:: TEXT BLOCK ::

For hundreds of years, the medical community has recognized the value of anatomy as an integral component of education. Without the study of anatomy, a healthcare professional, including a paramedic or other first responder, may have a more difficult time retaining clinical knowledge and skills. To support academic development, medical institutions have implemented various techniques revolving around anatomy and physiology. In our tech-savvy society, virtual reality techniques have become commonplace. For a more realistic application, some institutions have implemented the use of plastic models. Respectfully, we argue that neither can adequately prepare a medical professional for what they may face on the job; that anything less than cadaver training is lacking.

The cadaveric component of institutional learning provides students with the tactile and visual experience of human anatomical structures. It also exposes students to the innate variability that exists in human morphology. No less important, exposure to human cadavers takes students beyond the conceptual experience of dissection before beginning surgical rotations.

Anatomy is Only One Aspect of Dissection Skills

Any healthcare professional who has been on the job for a length of time can attest to the psychological and emotional response that may occur when exposed to human cadavers. Numerous med students have documented their reaction to working with human cadavers, specifically noting their emotional – and sometimes physical – experience. Some of these experiences are positive and some are negative. Approximately 7% of first-year med students report experiencing recurring images of their cadaver specimens post dissection. As many as 5% experience intrusive images that affect learning capacity. This is not something we should look at as a negative aspect of cadaver lab experiences.

Educational and cognitive psychology teaches us that emotions can directly affect how an individual learns and performs. Medical professionals much develop empathic skills that enable them to provide the level of care that is necessary as well as the resilience to manage the emotional impact of connecting with patients on a one-on-one basis. To stay open but unaffected in the bigger picture of healthcare provision.

Knowing that medical care puts providers face to face with human patients, we conclude that the best way to prepare, both intellectually and emotionally, is through exposure to human tissue. This does not end after med school; it is integral to the continued evolution of each provider as well as medicine as a whole.

:::
:: RECORD EXTRACTS ::

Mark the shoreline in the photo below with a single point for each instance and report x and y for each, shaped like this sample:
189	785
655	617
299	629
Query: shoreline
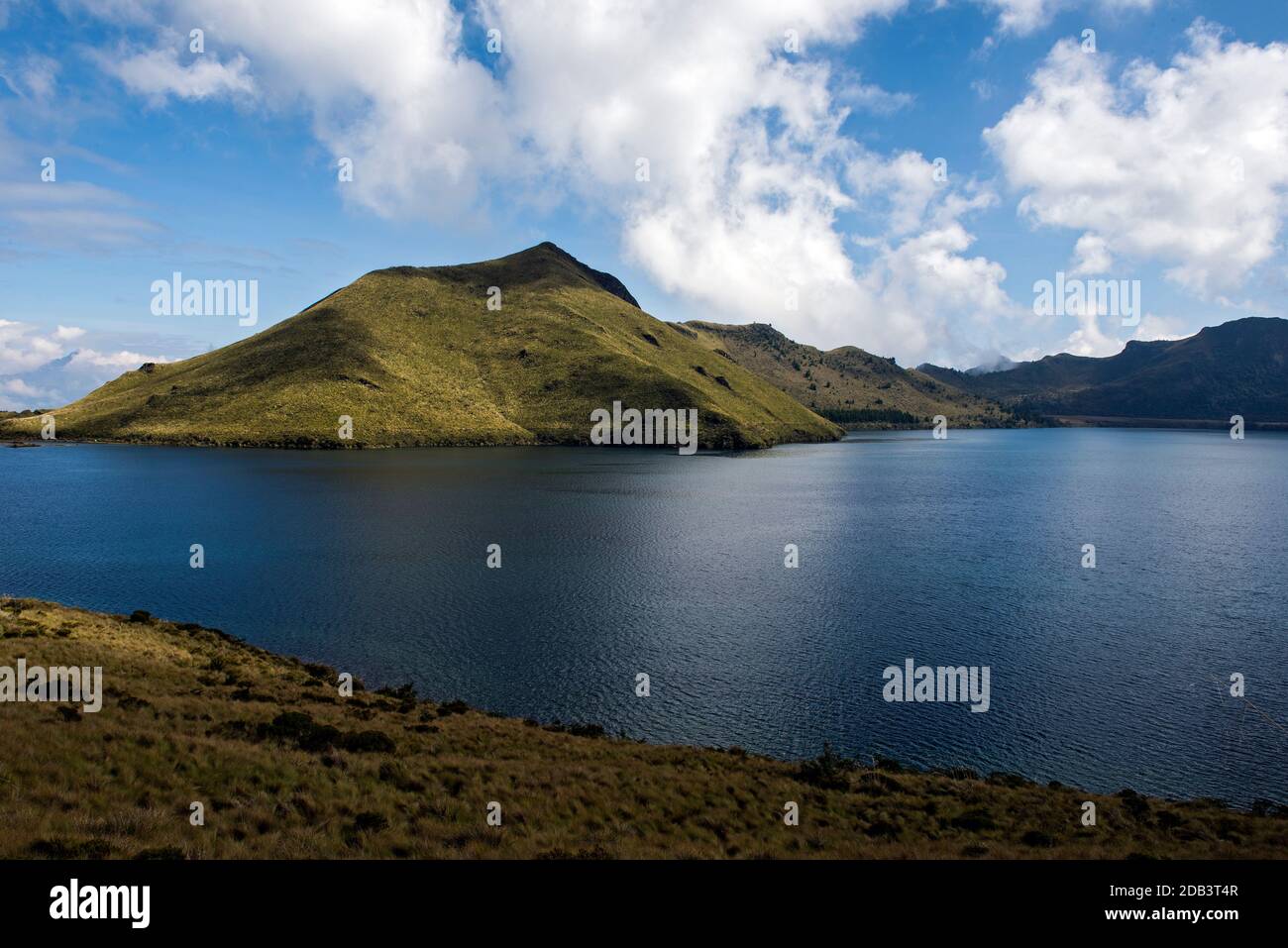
198	715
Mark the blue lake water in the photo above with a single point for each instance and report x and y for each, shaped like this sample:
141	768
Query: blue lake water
616	562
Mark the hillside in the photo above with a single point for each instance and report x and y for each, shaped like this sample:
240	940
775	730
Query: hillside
848	385
415	356
284	768
1239	368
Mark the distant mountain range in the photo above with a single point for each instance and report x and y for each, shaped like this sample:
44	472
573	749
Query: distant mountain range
849	385
1239	368
417	356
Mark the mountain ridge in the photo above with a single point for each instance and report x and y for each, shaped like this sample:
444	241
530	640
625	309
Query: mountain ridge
1236	368
417	356
848	384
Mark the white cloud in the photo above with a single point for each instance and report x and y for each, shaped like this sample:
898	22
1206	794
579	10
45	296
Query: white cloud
34	77
1022	17
1091	256
159	73
1181	165
751	188
38	369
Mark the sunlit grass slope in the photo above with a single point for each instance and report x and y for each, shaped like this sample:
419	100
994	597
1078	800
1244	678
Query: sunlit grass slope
848	384
286	768
415	356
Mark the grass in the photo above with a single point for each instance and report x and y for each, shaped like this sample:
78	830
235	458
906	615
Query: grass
284	768
415	356
849	385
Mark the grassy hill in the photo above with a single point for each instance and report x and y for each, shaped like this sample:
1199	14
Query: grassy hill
413	356
848	385
287	769
1239	368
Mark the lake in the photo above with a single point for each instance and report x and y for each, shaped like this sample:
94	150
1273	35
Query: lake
618	562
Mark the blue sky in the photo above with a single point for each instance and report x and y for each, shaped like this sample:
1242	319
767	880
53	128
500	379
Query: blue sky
776	171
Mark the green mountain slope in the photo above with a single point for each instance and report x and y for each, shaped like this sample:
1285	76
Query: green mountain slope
848	384
1239	368
415	356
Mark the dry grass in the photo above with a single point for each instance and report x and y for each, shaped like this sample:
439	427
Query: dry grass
413	356
188	717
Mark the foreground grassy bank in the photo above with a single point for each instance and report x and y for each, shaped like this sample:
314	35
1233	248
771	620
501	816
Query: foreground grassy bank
283	767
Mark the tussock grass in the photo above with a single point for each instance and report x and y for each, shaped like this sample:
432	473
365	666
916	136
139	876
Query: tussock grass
119	784
413	356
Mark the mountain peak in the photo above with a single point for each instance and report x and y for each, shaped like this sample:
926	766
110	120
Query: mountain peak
548	253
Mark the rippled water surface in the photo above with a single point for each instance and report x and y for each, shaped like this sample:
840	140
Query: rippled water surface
965	552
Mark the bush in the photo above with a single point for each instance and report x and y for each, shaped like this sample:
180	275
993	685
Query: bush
828	771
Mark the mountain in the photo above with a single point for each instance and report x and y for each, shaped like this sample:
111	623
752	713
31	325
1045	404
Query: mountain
1239	368
846	385
415	356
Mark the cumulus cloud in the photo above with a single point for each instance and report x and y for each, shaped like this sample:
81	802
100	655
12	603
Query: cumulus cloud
737	119
1022	17
159	73
1181	165
38	369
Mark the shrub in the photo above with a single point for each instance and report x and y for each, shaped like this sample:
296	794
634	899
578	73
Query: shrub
828	771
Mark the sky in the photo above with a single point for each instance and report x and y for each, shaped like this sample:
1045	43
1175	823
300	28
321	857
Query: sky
900	175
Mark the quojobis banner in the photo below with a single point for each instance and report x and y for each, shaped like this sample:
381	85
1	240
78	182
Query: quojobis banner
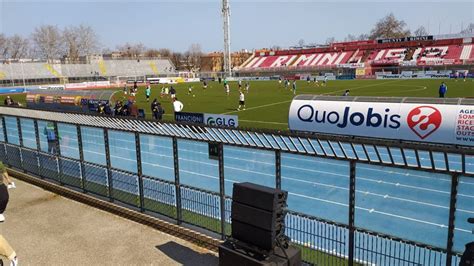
437	123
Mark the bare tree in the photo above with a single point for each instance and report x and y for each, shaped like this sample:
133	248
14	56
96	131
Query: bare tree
3	46
18	47
80	41
151	52
421	31
48	41
177	60
389	27
165	52
468	29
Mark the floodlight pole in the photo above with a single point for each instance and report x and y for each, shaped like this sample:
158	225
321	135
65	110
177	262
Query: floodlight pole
227	58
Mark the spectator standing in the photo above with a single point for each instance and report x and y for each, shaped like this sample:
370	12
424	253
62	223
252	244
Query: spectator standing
5	184
442	90
50	133
177	105
157	110
227	89
133	109
118	108
172	92
7	251
148	92
135	88
8	101
101	108
241	101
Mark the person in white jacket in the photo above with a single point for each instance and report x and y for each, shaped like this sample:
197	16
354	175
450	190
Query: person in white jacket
177	105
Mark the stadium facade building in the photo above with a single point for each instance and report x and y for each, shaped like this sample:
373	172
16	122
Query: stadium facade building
96	69
214	62
366	58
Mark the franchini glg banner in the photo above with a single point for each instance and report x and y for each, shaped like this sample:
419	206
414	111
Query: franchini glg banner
207	119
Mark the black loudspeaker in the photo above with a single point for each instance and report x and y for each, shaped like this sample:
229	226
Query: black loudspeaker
263	239
259	218
258	215
260	197
231	254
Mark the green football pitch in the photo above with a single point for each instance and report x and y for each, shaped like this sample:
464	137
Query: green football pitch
267	102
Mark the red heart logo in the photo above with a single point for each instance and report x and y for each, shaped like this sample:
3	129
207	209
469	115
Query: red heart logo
424	120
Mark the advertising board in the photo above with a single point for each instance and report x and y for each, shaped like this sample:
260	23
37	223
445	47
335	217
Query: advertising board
437	123
207	119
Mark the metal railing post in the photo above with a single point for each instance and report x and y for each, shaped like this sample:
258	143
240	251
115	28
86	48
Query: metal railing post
278	169
58	153
4	129
139	172
38	147
20	134
222	188
81	158
452	218
109	170
177	184
38	142
20	140
352	180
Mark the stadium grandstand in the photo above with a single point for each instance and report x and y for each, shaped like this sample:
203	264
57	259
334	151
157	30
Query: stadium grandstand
30	73
370	56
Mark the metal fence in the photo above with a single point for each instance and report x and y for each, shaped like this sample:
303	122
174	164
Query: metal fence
171	170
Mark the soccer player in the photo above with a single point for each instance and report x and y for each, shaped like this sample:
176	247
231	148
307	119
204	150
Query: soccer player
241	101
148	92
172	92
442	90
157	110
177	105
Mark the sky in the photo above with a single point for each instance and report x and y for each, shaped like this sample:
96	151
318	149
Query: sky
254	24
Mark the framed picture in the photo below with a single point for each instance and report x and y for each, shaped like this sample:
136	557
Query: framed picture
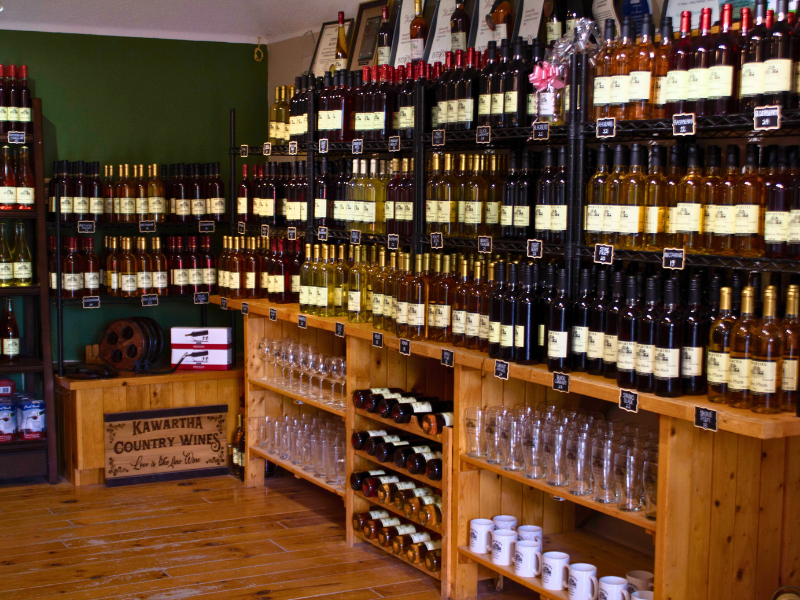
325	51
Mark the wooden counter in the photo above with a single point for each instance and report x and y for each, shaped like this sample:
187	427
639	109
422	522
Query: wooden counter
80	405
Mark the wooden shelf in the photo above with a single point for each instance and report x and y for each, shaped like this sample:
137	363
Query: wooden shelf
297	471
636	518
411	427
298	397
609	557
393	509
399	557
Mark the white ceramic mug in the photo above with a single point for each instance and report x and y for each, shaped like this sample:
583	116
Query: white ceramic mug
613	588
505	522
639	581
503	546
480	535
582	582
530	532
527	558
555	570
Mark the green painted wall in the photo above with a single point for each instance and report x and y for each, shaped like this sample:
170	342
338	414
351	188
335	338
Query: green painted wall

:::

ASSIGNED TASK:
According to the text on cadaver training, what share of first-year medical students report recurring images of their cadaver specimens after dissection?

YOUR SOLUTION:
Approximately 7%.